### À compléter
1. Résumez en deux phrases l'extrait sur les soins de santé primaires.
2. D'après l'extrait sur les soins de santé primaires, qu'est-ce qui rend les hôpitaux plus aptes à faire face aux pathologies non transmissibles ?
3. Relevez toutes les catégories de maladies ou de pathologies que nomme l'extrait sur les soins de santé primaires.

### Extrait du texte
.....
Transformer les centres de santé de référence en établissements publics de santé, sans mesures d’accompagnement, peut contribuer à désarticuler le système de santé de district, qui offre les meilleures chances de mettre en œuvre les SSP conformément aux résolutions arrêtées à Alma-Ata.
Malgré ses limites, la participation communautaire à la Santé, qu’on ne saurait réduire à la simple participation financière des populations à l’effort de santé à travers les comités de santé, a engrangé des acquis qui restent à consolider. Il n’est nullement besoin d’être expert en santé publique pour comprendre que les soins de santé primaires mis en œuvre par Direction des SSP, à travers les districts sanitaires sont mieux adaptés dans la lutte contre les maladies transmissibles et la promotion de la Santé maternelle et infantile pendant que les hôpitaux, de par leur plateau technique plus élevé, sont plus aptes à faire face aux pathologies non transmissibles et autres maladies à soins coûteux.
Même si nos pays vivent une transition épidémiologique, dans laquelle les maladies non transmissibles prennent de plus en plus d’importance, il est évident que la précarité des conditions socio-économiques et le faible taux de scolarisation de la majorité de nos concitoyens font que la lutte contre les pathologies infectieuses et carentielles de même que la sous-utilisation des services préventifs et promotionnels constituent les défis les plus sérieux qui interpellent le système national de santé.
.....
(Données enregistrées)
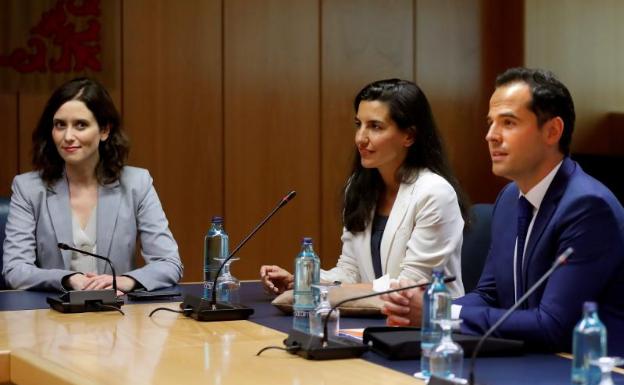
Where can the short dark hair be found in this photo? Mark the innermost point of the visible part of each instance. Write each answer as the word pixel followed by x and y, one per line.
pixel 410 110
pixel 549 98
pixel 113 151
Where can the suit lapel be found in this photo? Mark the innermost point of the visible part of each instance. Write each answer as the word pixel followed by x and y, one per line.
pixel 547 209
pixel 397 214
pixel 109 198
pixel 61 216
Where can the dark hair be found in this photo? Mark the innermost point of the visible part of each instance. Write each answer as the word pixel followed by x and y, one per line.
pixel 549 99
pixel 113 151
pixel 410 110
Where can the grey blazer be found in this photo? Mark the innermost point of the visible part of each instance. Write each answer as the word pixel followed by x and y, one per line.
pixel 40 217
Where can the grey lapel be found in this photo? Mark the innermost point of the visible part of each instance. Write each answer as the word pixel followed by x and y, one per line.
pixel 109 198
pixel 59 208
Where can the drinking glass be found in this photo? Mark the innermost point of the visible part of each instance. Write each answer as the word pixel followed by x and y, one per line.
pixel 447 357
pixel 606 365
pixel 317 318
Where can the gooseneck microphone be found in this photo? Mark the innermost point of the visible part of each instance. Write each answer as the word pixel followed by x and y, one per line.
pixel 562 259
pixel 80 301
pixel 280 204
pixel 321 348
pixel 203 310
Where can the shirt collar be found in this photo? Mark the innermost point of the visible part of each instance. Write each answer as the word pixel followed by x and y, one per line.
pixel 535 196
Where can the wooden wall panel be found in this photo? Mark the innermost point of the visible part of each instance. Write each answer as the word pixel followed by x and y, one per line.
pixel 449 68
pixel 10 146
pixel 173 111
pixel 362 41
pixel 581 42
pixel 30 108
pixel 271 101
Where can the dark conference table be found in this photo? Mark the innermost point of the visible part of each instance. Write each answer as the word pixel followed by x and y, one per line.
pixel 531 369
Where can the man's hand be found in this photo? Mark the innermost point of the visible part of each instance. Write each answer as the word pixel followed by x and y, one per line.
pixel 275 279
pixel 403 308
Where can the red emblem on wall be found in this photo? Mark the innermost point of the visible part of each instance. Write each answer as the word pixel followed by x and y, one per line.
pixel 78 49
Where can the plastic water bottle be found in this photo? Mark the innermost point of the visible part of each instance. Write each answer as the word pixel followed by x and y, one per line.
pixel 589 343
pixel 228 286
pixel 307 273
pixel 215 251
pixel 436 305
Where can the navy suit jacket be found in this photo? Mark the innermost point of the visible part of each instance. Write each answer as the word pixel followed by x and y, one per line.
pixel 579 212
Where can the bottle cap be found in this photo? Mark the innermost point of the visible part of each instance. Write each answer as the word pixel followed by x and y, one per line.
pixel 590 306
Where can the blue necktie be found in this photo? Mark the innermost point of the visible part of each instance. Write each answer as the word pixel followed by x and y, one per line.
pixel 525 213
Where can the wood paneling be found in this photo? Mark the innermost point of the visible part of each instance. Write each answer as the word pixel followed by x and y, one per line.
pixel 271 101
pixel 449 68
pixel 10 146
pixel 230 104
pixel 581 42
pixel 172 109
pixel 30 108
pixel 362 41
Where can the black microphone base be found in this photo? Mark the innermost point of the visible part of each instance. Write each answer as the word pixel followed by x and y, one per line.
pixel 82 301
pixel 435 380
pixel 310 347
pixel 203 310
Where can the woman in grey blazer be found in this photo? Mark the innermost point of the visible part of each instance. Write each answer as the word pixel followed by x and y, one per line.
pixel 403 209
pixel 82 194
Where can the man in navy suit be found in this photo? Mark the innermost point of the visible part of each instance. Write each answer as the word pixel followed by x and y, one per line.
pixel 531 119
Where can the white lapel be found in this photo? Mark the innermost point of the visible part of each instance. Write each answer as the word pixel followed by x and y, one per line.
pixel 366 260
pixel 61 216
pixel 109 198
pixel 397 214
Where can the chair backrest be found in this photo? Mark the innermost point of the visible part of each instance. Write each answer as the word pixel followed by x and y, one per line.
pixel 4 213
pixel 476 244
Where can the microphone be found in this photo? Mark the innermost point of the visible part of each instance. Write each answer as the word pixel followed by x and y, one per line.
pixel 200 309
pixel 281 204
pixel 562 259
pixel 80 301
pixel 314 347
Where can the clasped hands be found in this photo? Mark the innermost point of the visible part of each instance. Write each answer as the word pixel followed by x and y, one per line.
pixel 92 281
pixel 403 308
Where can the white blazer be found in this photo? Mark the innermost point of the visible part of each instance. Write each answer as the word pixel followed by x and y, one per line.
pixel 424 231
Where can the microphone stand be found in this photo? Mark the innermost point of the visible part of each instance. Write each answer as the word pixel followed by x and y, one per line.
.....
### Corrigé de l'exercice
1. Transformer les centres de santé de référence en établissements publics de santé sans mesures d'accompagnement peut désarticuler le système de santé de district, qui offre les meilleures chances de mettre en œuvre les SSP selon les résolutions d'Alma-Ata, alors que la participation communautaire a engrangé des acquis à consolider. Si les districts sanitaires sont mieux adaptés à la lutte contre les maladies transmissibles et à la santé maternelle et infantile, et les hôpitaux aux pathologies non transmissibles, les pathologies infectieuses et carentielles et la sous-utilisation des services préventifs et promotionnels restent les défis les plus sérieux malgré la transition épidémiologique.

2. Leur plateau technique plus élevé.

3.
- maladies transmissibles
- pathologies (ou maladies) non transmissibles
- maladies à soins coûteux
- pathologies infectieuses
- pathologies carentielles